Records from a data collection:
## Start
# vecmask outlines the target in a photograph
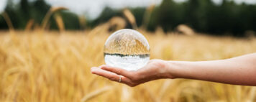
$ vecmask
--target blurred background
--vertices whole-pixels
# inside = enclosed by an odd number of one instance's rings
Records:
[[[136,26],[149,31],[158,27],[174,31],[186,24],[198,32],[241,37],[255,34],[255,0],[1,0],[0,29],[30,30],[43,26],[53,30],[83,30],[117,17],[125,22],[134,17]],[[125,9],[129,11],[124,16]],[[119,23],[132,28],[131,24]]]
[[[256,52],[256,0],[0,0],[0,101],[255,102],[256,88],[163,79],[130,88],[92,75],[114,32],[134,29],[150,59]]]

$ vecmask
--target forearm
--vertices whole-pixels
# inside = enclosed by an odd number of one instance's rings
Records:
[[[256,85],[255,57],[255,54],[251,54],[213,61],[168,61],[166,66],[174,78]]]

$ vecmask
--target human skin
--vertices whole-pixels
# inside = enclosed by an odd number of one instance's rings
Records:
[[[137,71],[101,65],[93,74],[129,86],[163,78],[186,78],[242,85],[256,85],[256,53],[210,61],[166,61],[151,60]]]

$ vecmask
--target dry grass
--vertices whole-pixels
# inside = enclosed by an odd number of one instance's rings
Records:
[[[110,34],[99,29],[0,32],[0,101],[256,101],[255,87],[178,79],[129,88],[92,75],[91,67],[104,63]],[[209,60],[256,52],[255,38],[140,32],[149,41],[151,59]]]

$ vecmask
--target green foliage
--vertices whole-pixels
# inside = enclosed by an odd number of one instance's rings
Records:
[[[9,15],[15,29],[24,29],[30,19],[35,21],[35,24],[40,25],[50,7],[43,0],[32,2],[21,0],[18,5],[14,5],[12,0],[9,0],[5,11]],[[155,30],[158,26],[162,27],[165,31],[171,31],[180,24],[187,24],[199,32],[215,34],[242,36],[247,30],[256,31],[255,4],[237,4],[229,0],[223,0],[218,5],[211,0],[188,0],[182,3],[163,0],[161,4],[154,8],[150,15],[146,14],[147,9],[145,7],[129,9],[136,18],[137,25],[143,25],[150,31]],[[65,29],[81,28],[76,14],[67,11],[57,13],[63,17]],[[50,28],[58,29],[53,15],[49,21]],[[106,7],[98,18],[88,20],[86,27],[95,27],[115,16],[123,17],[122,9]],[[145,18],[149,20],[145,22]],[[131,25],[128,23],[127,27],[131,27]],[[6,28],[7,24],[0,15],[0,29]]]

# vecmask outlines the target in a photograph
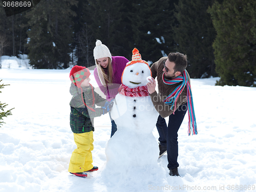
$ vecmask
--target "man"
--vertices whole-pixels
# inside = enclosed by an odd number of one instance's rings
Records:
[[[186,55],[170,53],[152,66],[152,79],[147,84],[148,91],[156,110],[159,113],[156,126],[159,134],[159,155],[167,149],[169,175],[179,176],[178,171],[178,131],[187,110],[188,134],[197,134],[194,111],[190,78],[185,70]],[[157,76],[158,94],[155,90]],[[168,126],[165,117],[169,116]]]

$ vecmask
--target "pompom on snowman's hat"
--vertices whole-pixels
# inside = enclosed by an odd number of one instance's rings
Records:
[[[102,44],[100,40],[97,40],[96,46],[93,50],[93,56],[95,60],[95,63],[97,64],[96,59],[103,57],[109,57],[112,61],[112,56],[110,53],[110,50],[104,44]]]

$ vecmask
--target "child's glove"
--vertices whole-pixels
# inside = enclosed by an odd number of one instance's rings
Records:
[[[102,108],[103,109],[103,114],[105,114],[108,112],[109,112],[110,110],[111,110],[111,109],[112,109],[113,105],[114,104],[114,100],[112,100],[110,102],[109,101],[106,101],[105,103],[105,104],[104,105],[104,106],[102,106]]]

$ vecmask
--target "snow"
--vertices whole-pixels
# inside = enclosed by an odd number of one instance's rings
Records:
[[[108,181],[120,175],[106,179],[101,172],[109,116],[95,119],[93,157],[99,170],[86,178],[69,174],[76,147],[69,126],[70,69],[28,69],[26,61],[2,57],[0,79],[10,85],[1,90],[1,102],[15,109],[0,128],[0,191],[256,191],[255,88],[215,86],[218,78],[191,79],[198,135],[187,135],[187,113],[178,132],[181,177],[168,176],[165,154],[158,160],[162,177],[134,171],[136,183],[117,186]],[[157,141],[156,127],[153,133]]]

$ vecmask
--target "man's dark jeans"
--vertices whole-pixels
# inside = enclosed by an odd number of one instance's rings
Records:
[[[178,131],[183,121],[184,117],[187,110],[187,103],[180,105],[179,108],[169,116],[168,126],[165,119],[158,117],[156,126],[159,134],[160,144],[163,146],[167,146],[167,156],[168,158],[167,167],[169,169],[179,166],[178,159]]]

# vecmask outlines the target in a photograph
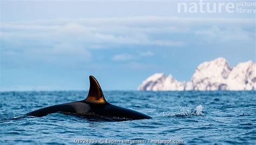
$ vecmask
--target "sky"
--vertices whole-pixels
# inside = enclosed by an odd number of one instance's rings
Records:
[[[0,91],[87,90],[90,75],[103,90],[136,90],[156,73],[188,81],[219,57],[255,62],[255,14],[178,3],[1,1]]]

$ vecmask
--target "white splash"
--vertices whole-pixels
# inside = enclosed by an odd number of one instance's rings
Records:
[[[202,105],[198,105],[196,107],[196,114],[197,115],[203,115],[203,108],[204,107],[203,107]]]

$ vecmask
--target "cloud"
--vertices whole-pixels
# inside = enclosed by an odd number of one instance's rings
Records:
[[[154,55],[154,54],[150,51],[146,51],[139,52],[139,55],[142,56],[152,56]]]
[[[157,66],[153,64],[147,64],[140,62],[129,62],[125,65],[126,68],[132,69],[150,69],[154,70],[157,68]]]
[[[126,61],[133,60],[135,57],[129,54],[120,54],[114,55],[112,60],[113,61]]]
[[[8,65],[33,61],[64,65],[90,62],[91,52],[95,49],[124,49],[126,46],[181,49],[198,45],[201,41],[198,40],[204,40],[204,46],[213,41],[231,43],[233,40],[235,43],[239,40],[252,44],[255,39],[254,24],[254,19],[250,18],[169,17],[3,23],[2,61]],[[112,60],[132,60],[154,55],[152,51],[138,51],[138,54],[123,52]]]

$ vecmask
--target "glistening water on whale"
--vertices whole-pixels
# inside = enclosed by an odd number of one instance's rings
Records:
[[[100,86],[96,79],[93,76],[90,76],[89,79],[90,89],[85,99],[43,108],[28,113],[26,115],[43,117],[59,112],[85,118],[103,117],[125,120],[152,118],[137,111],[109,103],[105,99]]]

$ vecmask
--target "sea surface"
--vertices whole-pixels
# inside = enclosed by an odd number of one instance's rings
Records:
[[[0,144],[176,141],[185,144],[256,143],[255,91],[105,91],[107,101],[153,118],[93,120],[60,113],[24,116],[83,100],[86,91],[0,92]]]

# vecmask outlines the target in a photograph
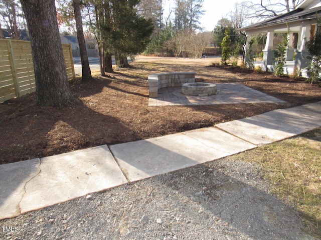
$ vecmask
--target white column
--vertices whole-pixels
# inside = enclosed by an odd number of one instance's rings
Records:
[[[274,31],[267,32],[265,47],[263,50],[263,70],[264,71],[270,70],[270,67],[273,65],[274,54],[273,52],[273,40],[274,38]]]
[[[293,32],[290,32],[287,35],[287,50],[286,52],[286,61],[293,61],[294,50],[292,47],[293,42]]]
[[[296,55],[294,62],[294,68],[297,70],[301,70],[308,66],[308,60],[304,58],[307,54],[305,50],[306,41],[310,40],[310,30],[311,26],[302,26],[300,28],[297,41],[297,48],[295,50]]]

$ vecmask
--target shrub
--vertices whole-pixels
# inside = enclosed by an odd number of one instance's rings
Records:
[[[227,65],[227,60],[230,59],[232,54],[231,38],[229,34],[228,28],[225,30],[225,36],[223,38],[223,41],[221,44],[221,46],[222,46],[221,62],[222,65]]]
[[[311,60],[307,68],[308,79],[306,82],[311,84],[320,81],[321,74],[321,24],[317,25],[315,36],[305,43],[305,48],[309,53],[306,58]]]
[[[281,76],[284,74],[283,68],[285,65],[286,60],[285,54],[288,43],[288,40],[287,34],[286,34],[284,36],[283,40],[276,46],[275,49],[273,50],[274,52],[273,69],[274,70],[274,74],[276,76]]]

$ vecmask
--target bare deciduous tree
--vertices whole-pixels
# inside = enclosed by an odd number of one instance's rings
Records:
[[[248,18],[267,18],[291,11],[304,0],[252,0],[242,3],[249,10]]]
## End
**The request**
Pull out each line in the items above that contains the word "white", and list those lines.

**The answer**
--target "white splash"
--target white column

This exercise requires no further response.